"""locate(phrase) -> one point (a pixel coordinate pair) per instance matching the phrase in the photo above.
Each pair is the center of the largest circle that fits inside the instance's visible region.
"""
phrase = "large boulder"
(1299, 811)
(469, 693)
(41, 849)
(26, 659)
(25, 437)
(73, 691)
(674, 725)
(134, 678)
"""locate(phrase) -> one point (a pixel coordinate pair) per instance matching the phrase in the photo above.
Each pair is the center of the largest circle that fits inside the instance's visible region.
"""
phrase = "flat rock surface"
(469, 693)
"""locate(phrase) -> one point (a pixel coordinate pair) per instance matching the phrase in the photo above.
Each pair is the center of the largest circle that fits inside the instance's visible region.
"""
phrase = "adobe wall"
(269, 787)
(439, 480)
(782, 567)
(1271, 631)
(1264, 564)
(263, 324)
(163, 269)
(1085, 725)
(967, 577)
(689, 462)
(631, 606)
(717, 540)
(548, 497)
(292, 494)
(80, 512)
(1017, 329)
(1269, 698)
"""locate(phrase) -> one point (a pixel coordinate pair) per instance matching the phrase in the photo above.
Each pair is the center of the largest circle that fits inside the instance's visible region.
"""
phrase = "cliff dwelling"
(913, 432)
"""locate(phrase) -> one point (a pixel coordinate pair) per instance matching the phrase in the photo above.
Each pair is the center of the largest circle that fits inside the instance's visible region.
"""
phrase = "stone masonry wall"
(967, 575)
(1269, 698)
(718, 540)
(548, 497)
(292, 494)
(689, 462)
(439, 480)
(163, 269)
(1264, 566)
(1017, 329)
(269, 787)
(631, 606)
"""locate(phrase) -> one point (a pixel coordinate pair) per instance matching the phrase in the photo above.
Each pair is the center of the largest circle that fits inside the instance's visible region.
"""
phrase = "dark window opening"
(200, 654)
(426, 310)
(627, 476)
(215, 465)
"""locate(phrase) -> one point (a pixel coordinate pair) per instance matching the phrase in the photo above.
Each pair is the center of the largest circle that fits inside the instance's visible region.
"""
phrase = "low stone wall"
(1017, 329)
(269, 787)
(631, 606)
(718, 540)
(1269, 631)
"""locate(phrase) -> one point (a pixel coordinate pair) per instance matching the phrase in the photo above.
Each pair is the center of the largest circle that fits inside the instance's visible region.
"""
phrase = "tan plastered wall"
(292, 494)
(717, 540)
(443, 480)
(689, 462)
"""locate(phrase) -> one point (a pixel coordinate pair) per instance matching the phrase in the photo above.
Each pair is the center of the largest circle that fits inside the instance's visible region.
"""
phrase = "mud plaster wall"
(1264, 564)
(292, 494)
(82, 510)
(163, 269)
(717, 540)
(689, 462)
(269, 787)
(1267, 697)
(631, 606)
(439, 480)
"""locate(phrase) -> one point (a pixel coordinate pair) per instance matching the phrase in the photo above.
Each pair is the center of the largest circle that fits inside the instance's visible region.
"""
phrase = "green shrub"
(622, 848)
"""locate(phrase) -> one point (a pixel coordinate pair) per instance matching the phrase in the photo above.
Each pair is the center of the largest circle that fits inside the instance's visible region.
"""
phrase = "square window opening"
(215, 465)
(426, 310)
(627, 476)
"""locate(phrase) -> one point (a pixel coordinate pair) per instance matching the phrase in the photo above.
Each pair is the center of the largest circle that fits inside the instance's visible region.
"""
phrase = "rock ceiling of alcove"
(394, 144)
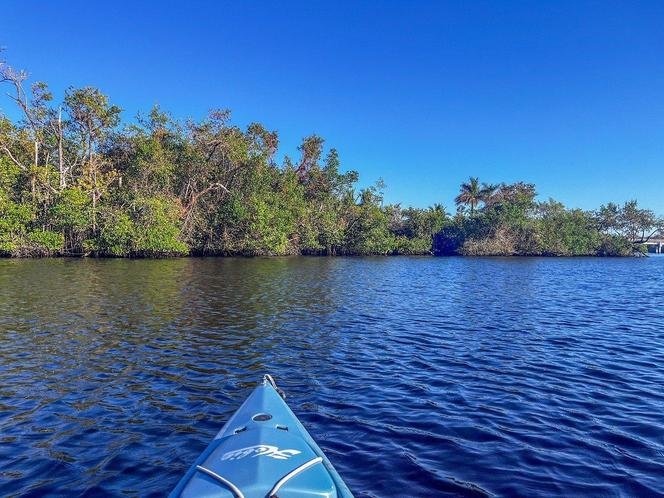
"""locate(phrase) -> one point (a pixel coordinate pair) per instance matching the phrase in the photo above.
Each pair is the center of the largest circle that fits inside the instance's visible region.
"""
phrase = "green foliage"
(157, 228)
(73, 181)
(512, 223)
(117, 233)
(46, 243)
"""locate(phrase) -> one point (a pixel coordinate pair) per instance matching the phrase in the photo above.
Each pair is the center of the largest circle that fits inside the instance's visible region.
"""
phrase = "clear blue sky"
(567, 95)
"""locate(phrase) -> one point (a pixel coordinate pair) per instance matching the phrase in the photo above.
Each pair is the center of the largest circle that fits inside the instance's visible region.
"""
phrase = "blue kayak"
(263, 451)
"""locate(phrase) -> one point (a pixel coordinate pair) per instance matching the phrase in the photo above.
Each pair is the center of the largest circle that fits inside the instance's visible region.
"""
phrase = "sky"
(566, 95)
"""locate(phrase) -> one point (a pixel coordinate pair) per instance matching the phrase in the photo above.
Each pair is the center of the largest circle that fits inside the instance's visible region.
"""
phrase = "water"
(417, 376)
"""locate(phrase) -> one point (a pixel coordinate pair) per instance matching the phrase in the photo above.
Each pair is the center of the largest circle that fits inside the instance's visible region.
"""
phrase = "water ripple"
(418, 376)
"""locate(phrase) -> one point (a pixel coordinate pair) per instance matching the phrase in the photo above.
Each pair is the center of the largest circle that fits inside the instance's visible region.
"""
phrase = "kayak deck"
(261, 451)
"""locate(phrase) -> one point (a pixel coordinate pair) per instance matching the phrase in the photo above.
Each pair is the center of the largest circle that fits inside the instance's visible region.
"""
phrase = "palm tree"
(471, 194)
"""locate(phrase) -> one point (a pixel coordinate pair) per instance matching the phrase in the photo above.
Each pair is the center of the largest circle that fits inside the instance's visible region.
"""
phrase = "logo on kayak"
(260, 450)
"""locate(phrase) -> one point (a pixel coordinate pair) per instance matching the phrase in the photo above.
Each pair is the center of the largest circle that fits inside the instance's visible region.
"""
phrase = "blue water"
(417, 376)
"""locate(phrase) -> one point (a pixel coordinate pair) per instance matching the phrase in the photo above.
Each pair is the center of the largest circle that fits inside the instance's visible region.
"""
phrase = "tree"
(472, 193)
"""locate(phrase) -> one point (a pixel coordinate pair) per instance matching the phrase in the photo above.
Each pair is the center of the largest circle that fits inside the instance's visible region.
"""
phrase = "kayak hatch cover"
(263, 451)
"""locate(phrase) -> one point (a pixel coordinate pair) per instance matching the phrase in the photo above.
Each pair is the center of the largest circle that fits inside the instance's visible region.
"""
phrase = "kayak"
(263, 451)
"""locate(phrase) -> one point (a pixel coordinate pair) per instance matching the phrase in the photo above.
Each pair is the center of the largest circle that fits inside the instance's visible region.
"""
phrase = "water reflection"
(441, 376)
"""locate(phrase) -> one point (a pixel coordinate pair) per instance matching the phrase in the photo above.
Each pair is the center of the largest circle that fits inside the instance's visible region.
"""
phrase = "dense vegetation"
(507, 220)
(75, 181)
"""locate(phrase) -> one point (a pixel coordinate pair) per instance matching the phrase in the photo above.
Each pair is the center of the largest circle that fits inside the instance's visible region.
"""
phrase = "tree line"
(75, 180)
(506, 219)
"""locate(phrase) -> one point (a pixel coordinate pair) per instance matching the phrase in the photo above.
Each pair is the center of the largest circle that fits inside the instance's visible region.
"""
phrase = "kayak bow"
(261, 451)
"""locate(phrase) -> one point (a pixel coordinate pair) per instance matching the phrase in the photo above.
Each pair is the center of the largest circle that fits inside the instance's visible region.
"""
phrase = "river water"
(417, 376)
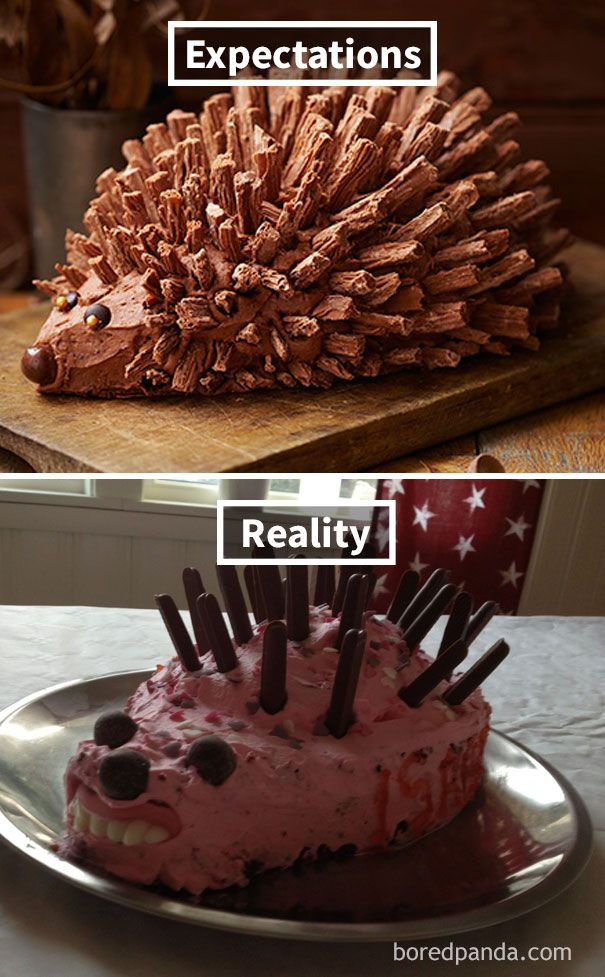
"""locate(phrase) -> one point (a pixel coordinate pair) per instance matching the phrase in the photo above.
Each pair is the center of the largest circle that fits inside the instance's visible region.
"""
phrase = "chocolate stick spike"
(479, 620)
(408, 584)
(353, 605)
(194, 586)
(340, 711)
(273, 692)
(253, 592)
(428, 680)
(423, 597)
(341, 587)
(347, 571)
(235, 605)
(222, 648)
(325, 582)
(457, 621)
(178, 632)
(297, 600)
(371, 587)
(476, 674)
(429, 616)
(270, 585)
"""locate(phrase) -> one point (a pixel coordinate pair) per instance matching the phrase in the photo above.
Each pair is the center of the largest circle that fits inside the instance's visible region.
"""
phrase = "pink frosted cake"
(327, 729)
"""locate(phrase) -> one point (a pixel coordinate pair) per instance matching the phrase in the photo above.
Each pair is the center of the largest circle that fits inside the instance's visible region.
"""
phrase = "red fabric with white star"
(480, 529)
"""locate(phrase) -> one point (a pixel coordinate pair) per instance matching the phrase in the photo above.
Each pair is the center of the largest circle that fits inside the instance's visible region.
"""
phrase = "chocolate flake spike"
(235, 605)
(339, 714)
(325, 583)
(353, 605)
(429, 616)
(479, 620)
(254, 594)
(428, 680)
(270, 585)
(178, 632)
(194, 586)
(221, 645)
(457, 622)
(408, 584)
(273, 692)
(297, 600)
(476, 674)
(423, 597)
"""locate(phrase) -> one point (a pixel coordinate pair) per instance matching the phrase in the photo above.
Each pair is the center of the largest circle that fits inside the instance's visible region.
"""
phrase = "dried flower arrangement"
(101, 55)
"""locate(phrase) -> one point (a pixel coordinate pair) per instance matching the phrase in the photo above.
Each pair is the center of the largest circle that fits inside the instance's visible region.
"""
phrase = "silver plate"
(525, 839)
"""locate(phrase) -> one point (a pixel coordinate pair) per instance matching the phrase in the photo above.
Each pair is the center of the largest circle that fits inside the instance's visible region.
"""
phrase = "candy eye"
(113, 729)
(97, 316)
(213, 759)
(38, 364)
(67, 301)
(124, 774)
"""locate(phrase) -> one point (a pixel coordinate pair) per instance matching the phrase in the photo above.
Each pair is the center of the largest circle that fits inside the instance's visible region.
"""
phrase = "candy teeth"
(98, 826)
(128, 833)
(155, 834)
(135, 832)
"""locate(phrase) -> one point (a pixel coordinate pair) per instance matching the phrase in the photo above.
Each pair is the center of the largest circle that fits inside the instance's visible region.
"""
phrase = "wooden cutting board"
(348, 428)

...

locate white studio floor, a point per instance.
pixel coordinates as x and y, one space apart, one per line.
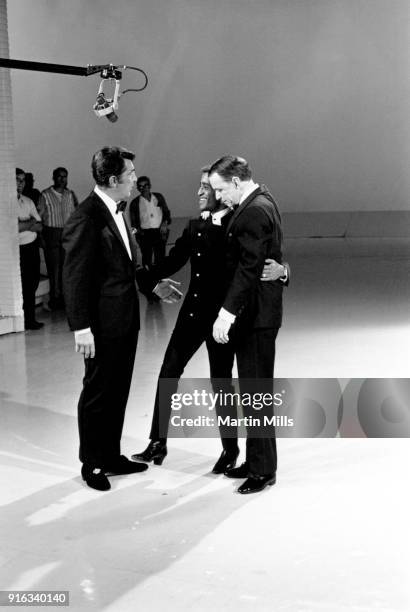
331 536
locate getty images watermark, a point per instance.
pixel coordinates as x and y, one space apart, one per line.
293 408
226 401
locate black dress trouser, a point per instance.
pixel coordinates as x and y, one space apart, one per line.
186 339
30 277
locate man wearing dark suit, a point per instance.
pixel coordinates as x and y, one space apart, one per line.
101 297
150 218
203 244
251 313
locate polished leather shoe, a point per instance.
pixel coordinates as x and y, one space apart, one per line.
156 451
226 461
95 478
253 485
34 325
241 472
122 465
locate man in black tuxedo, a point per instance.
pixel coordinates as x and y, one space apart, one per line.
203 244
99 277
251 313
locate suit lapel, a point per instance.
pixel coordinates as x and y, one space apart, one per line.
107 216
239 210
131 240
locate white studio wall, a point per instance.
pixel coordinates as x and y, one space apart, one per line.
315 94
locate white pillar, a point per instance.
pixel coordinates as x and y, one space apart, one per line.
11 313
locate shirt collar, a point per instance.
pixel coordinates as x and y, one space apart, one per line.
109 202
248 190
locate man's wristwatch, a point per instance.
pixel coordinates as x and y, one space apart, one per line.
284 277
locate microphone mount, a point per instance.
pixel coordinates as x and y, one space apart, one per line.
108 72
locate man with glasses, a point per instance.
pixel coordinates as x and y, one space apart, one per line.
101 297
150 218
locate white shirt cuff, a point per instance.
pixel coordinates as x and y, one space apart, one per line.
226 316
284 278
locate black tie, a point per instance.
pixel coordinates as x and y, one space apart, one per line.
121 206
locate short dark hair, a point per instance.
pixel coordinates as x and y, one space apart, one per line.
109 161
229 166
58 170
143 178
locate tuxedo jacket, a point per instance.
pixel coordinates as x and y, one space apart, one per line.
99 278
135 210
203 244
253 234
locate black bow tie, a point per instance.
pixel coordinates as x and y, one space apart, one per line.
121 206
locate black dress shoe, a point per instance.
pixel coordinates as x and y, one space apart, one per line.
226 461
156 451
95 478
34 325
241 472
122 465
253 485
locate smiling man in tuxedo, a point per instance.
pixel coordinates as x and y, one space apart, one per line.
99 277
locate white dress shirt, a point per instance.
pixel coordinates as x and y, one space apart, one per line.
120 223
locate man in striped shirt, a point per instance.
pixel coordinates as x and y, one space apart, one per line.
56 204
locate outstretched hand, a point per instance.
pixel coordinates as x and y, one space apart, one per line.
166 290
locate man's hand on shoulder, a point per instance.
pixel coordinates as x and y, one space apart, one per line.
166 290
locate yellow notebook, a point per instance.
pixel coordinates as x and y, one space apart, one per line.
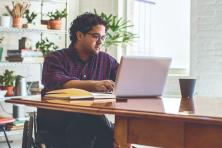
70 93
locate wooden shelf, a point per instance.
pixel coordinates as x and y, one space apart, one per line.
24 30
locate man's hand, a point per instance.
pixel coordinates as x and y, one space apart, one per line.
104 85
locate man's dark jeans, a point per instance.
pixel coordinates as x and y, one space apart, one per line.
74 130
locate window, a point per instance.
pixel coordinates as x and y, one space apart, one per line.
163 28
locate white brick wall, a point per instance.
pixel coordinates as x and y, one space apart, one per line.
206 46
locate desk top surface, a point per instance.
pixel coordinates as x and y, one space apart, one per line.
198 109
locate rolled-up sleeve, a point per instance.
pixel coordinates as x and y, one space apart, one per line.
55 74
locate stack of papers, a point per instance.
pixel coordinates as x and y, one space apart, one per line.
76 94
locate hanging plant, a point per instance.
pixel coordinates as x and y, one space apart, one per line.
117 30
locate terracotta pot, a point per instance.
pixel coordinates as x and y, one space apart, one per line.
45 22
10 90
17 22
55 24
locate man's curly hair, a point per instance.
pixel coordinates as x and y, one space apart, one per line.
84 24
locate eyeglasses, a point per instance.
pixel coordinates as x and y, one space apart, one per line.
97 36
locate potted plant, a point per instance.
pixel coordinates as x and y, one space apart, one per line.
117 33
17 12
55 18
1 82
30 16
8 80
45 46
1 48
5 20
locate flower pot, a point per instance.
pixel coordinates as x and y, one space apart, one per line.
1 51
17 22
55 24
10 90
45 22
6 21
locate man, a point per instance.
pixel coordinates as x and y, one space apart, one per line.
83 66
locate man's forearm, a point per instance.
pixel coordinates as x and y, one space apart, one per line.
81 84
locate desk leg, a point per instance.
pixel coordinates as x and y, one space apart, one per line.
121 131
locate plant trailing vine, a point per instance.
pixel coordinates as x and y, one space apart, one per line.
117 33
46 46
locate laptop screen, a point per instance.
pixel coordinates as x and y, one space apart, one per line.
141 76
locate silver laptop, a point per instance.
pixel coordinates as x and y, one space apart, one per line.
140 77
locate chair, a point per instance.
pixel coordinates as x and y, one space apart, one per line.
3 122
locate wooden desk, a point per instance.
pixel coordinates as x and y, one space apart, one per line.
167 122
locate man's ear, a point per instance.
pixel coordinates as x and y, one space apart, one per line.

* **Task objective**:
Pull out each line of the records that contains the string "silver" and list those lines.

* **Result for this task**:
phrase = "silver plate"
locate silver laptop, a point per instance.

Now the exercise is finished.